--- PROBLEM ---
Count how many lines hold "dark" in the records, and respond with that number by itself.

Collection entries
---
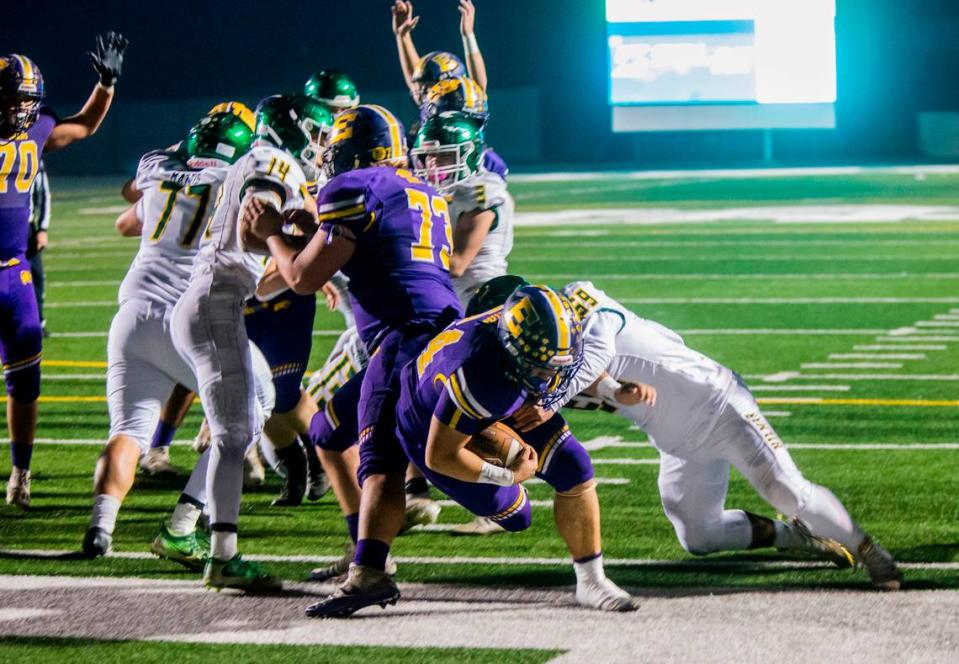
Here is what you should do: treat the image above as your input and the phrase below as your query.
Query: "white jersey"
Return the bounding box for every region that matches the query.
[193,144,308,297]
[445,169,514,305]
[559,281,736,450]
[118,151,227,309]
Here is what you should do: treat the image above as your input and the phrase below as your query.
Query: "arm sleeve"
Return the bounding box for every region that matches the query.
[550,311,621,411]
[316,174,372,235]
[434,363,513,435]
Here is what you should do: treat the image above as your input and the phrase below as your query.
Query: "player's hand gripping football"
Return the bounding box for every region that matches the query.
[508,444,538,483]
[88,32,129,87]
[615,382,657,407]
[392,1,420,36]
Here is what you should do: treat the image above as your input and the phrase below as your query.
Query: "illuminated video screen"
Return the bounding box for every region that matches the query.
[607,0,837,131]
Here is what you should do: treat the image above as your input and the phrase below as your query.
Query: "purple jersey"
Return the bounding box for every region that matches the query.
[396,309,527,451]
[0,108,57,260]
[482,149,509,181]
[318,166,462,348]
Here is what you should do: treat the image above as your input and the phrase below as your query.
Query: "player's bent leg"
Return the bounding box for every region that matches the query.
[657,452,752,555]
[525,415,635,611]
[719,399,901,589]
[141,383,195,477]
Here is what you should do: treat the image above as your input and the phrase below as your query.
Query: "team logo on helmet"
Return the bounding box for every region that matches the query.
[497,285,583,405]
[0,54,45,135]
[326,104,407,177]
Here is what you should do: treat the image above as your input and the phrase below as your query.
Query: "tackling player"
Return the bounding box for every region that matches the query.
[490,277,903,591]
[0,34,128,508]
[168,94,330,591]
[81,110,261,557]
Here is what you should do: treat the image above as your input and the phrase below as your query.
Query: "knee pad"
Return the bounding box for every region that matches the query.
[6,357,40,402]
[536,429,594,493]
[490,488,532,533]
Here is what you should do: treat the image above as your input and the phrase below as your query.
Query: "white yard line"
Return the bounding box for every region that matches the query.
[853,345,945,351]
[828,353,925,360]
[681,329,886,335]
[750,385,851,391]
[620,297,959,304]
[780,373,959,381]
[800,362,903,369]
[44,301,116,309]
[523,273,959,281]
[581,436,959,451]
[916,321,959,327]
[508,164,959,182]
[875,336,959,342]
[47,280,120,288]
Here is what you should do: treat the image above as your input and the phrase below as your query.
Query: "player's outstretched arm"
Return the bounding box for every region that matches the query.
[449,208,495,278]
[245,197,355,295]
[392,1,422,97]
[46,32,128,152]
[459,0,487,91]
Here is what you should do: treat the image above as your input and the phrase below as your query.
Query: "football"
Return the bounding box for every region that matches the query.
[465,421,526,467]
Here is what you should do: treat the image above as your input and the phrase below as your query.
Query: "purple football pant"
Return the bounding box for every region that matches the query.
[0,257,42,402]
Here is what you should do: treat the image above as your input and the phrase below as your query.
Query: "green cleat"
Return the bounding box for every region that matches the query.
[203,554,282,592]
[150,523,209,571]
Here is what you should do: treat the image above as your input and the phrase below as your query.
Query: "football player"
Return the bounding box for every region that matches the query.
[246,104,463,613]
[81,110,265,557]
[391,2,509,180]
[167,94,329,591]
[304,70,360,112]
[490,277,902,591]
[1,34,128,508]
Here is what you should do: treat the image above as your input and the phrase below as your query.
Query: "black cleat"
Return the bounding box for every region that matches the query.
[305,563,400,618]
[81,527,112,558]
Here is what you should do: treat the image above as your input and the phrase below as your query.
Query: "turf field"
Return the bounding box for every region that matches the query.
[2,166,959,661]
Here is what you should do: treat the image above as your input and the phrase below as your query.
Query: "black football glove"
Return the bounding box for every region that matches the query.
[88,31,129,87]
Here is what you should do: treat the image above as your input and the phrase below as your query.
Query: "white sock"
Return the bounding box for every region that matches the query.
[168,501,202,536]
[574,554,606,586]
[90,494,121,534]
[211,531,237,561]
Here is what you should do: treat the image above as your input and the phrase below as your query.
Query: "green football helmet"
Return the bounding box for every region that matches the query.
[410,111,484,190]
[466,275,530,316]
[304,69,360,111]
[254,94,334,181]
[183,111,254,166]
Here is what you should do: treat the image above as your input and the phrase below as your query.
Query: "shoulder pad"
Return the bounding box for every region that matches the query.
[563,281,604,320]
[453,171,508,214]
[245,146,307,206]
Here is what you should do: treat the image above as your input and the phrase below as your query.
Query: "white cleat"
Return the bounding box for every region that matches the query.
[5,467,31,509]
[576,578,637,612]
[139,447,182,476]
[244,445,266,488]
[450,516,506,536]
[401,494,442,532]
[858,536,902,591]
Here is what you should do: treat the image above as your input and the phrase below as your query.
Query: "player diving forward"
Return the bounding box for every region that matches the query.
[167,94,330,590]
[81,110,267,557]
[1,35,128,507]
[493,277,903,590]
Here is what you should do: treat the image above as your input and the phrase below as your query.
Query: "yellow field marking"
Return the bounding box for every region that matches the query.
[0,396,108,403]
[42,360,107,368]
[758,397,959,407]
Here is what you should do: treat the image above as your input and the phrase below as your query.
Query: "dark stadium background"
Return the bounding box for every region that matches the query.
[3,0,958,172]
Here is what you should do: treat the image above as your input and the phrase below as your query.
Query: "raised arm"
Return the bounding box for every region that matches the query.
[392,1,422,97]
[45,32,128,152]
[459,0,487,92]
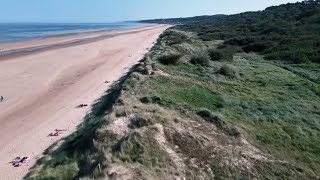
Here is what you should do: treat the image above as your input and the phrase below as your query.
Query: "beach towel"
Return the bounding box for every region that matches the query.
[0,98,9,102]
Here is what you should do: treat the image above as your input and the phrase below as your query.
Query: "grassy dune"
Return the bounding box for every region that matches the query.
[136,30,320,177]
[26,1,320,178]
[27,28,319,179]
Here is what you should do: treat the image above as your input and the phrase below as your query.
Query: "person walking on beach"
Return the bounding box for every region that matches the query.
[0,96,3,102]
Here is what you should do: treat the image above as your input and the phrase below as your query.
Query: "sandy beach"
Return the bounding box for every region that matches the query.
[0,24,169,180]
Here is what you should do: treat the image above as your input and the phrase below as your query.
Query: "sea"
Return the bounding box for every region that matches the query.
[0,22,146,44]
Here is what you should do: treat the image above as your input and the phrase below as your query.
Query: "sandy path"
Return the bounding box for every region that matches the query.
[0,24,169,180]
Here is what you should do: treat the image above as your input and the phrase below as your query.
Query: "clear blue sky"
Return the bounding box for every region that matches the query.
[0,0,300,23]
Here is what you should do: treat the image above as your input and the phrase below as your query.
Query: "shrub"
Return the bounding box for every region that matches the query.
[160,30,188,45]
[265,50,310,64]
[219,64,236,77]
[208,49,223,61]
[289,53,310,64]
[217,44,242,61]
[197,109,240,137]
[114,132,145,163]
[140,97,151,104]
[130,115,153,128]
[158,53,183,65]
[197,108,225,127]
[115,109,128,117]
[190,54,210,66]
[242,43,267,53]
[140,96,162,104]
[225,37,256,46]
[225,125,241,137]
[151,96,162,103]
[137,65,149,75]
[38,162,79,180]
[309,51,320,63]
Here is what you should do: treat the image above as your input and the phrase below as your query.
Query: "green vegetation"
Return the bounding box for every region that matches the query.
[190,54,210,66]
[113,130,169,167]
[141,0,320,64]
[159,29,189,45]
[142,76,223,110]
[133,16,320,177]
[208,49,222,61]
[218,64,236,77]
[28,1,320,179]
[158,53,182,65]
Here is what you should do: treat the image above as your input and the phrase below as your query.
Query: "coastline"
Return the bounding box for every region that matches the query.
[0,24,156,60]
[0,24,169,179]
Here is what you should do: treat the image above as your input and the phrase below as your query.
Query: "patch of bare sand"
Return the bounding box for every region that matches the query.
[154,124,186,175]
[159,110,276,179]
[106,118,130,139]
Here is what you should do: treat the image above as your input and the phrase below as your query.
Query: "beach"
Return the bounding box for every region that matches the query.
[0,24,169,179]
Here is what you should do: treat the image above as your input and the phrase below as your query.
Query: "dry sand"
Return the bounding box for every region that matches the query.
[0,24,169,180]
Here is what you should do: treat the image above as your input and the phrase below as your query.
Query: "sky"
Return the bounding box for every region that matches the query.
[0,0,300,23]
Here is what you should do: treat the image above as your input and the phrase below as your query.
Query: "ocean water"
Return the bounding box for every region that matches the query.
[0,22,145,43]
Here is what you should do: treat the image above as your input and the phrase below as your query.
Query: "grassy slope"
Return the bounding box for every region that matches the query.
[27,28,319,179]
[143,30,320,176]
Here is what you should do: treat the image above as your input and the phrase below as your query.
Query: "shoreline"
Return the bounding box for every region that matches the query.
[0,34,113,60]
[0,24,156,61]
[0,24,169,179]
[0,22,148,44]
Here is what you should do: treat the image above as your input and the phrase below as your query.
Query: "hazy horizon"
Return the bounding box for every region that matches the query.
[0,0,300,23]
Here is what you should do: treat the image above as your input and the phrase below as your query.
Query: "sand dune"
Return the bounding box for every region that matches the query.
[0,24,169,179]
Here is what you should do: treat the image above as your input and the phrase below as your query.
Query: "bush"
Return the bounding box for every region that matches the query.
[265,49,310,64]
[37,162,79,180]
[140,96,162,104]
[225,37,256,46]
[137,65,149,75]
[190,54,210,66]
[217,44,242,61]
[130,115,153,128]
[243,43,267,53]
[309,51,320,63]
[208,49,223,61]
[115,109,128,117]
[289,53,310,64]
[158,53,183,65]
[219,64,236,77]
[225,125,241,137]
[160,30,188,45]
[114,132,145,163]
[197,108,225,127]
[140,97,151,104]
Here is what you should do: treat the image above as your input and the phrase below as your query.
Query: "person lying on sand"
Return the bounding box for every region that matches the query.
[11,156,29,167]
[48,129,67,137]
[76,104,88,108]
[49,132,59,136]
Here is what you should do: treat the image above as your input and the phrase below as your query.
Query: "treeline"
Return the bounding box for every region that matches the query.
[141,0,320,63]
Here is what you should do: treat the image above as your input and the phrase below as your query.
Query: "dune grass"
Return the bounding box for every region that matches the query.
[140,76,223,111]
[131,29,320,178]
[152,51,320,175]
[26,26,320,179]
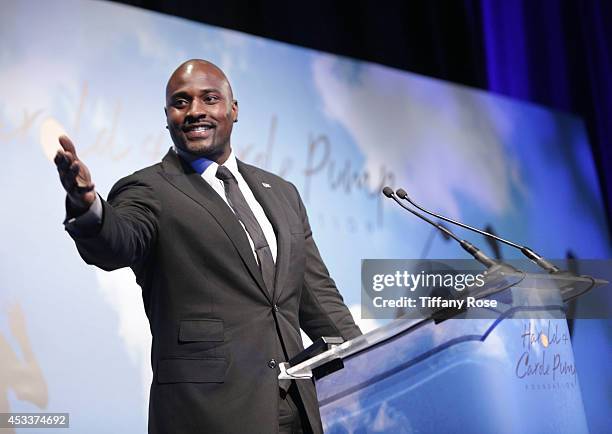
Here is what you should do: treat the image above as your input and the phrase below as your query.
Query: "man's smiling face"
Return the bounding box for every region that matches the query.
[165,60,238,162]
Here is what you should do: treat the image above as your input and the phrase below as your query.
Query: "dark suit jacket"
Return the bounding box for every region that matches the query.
[67,149,361,434]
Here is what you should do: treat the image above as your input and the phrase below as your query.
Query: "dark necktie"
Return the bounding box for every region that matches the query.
[216,166,275,296]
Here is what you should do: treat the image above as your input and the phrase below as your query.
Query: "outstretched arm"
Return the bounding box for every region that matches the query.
[53,135,161,271]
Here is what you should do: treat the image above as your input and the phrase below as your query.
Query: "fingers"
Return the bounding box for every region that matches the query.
[54,135,95,208]
[54,151,92,191]
[58,164,78,192]
[54,149,74,171]
[58,134,77,157]
[54,150,77,187]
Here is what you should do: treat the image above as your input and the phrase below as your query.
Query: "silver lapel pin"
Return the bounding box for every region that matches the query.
[262,182,271,188]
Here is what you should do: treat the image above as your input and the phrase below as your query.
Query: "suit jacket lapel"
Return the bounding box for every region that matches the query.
[158,150,270,302]
[238,160,291,302]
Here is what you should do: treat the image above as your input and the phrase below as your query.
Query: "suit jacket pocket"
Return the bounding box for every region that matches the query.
[179,318,224,342]
[157,357,227,383]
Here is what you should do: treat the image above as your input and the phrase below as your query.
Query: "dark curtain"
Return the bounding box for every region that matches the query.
[481,0,612,242]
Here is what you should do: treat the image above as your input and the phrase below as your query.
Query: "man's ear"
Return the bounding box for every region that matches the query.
[232,100,239,123]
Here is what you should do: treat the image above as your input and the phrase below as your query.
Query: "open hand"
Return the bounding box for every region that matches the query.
[54,135,96,213]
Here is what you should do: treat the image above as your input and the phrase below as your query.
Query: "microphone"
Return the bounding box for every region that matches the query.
[394,188,560,273]
[382,187,496,268]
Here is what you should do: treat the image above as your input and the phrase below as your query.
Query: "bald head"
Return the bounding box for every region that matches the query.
[164,59,239,162]
[165,59,233,103]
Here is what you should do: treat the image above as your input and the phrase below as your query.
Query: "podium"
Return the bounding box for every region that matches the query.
[281,267,605,433]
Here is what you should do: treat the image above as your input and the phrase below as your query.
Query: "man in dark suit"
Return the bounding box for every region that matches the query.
[54,59,361,433]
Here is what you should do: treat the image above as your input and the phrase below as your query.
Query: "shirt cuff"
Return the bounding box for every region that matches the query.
[64,194,103,232]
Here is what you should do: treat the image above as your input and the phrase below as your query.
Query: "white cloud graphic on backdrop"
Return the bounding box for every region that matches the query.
[94,268,151,415]
[312,54,525,218]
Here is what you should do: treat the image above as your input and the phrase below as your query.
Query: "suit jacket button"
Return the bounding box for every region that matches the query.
[273,304,279,312]
[268,359,277,369]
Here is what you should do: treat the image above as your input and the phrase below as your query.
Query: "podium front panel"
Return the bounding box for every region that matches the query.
[316,313,588,434]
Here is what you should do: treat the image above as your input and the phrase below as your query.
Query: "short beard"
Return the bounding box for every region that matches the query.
[172,133,229,163]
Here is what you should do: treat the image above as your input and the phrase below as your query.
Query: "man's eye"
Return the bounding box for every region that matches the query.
[173,100,188,108]
[204,95,219,103]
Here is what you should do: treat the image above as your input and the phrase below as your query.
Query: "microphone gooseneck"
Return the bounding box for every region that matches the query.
---
--- SOLUTION FOR THIS TASK ---
5